§ TASK MATERIAL:
· · · · · · ·
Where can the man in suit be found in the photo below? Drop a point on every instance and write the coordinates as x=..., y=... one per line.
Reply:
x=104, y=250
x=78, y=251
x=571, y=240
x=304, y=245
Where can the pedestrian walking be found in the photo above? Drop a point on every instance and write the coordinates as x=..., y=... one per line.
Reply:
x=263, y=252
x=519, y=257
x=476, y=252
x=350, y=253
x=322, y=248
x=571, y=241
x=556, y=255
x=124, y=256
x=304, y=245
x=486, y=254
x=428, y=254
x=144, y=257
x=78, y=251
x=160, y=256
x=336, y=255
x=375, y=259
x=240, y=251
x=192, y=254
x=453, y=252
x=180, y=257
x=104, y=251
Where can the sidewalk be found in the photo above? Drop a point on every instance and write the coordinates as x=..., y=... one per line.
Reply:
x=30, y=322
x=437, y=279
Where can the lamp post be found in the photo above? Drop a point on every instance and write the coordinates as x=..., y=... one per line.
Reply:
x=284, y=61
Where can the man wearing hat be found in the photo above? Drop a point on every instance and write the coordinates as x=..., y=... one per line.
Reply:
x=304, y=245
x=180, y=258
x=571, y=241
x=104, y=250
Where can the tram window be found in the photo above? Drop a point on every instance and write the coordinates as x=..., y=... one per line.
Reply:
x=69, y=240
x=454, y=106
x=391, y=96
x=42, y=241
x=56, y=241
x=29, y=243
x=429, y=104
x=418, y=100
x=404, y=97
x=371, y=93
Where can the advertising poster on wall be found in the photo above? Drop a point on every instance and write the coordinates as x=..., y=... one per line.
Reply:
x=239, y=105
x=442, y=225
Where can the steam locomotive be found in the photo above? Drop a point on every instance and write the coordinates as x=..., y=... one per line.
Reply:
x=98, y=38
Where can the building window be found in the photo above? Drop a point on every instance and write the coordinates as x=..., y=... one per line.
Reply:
· · · · · · ·
§ TO DO:
Every line of the entries that includes "window" must be copied into the answer.

§ ANSWER BOX:
Where can the tram window be found in the photo above? Drop a point on every instance and write the coordinates as x=..., y=... one per line.
Where can the building window be found in the photo above? Drop a point on every instance and write the coordinates as x=..., y=... one per line.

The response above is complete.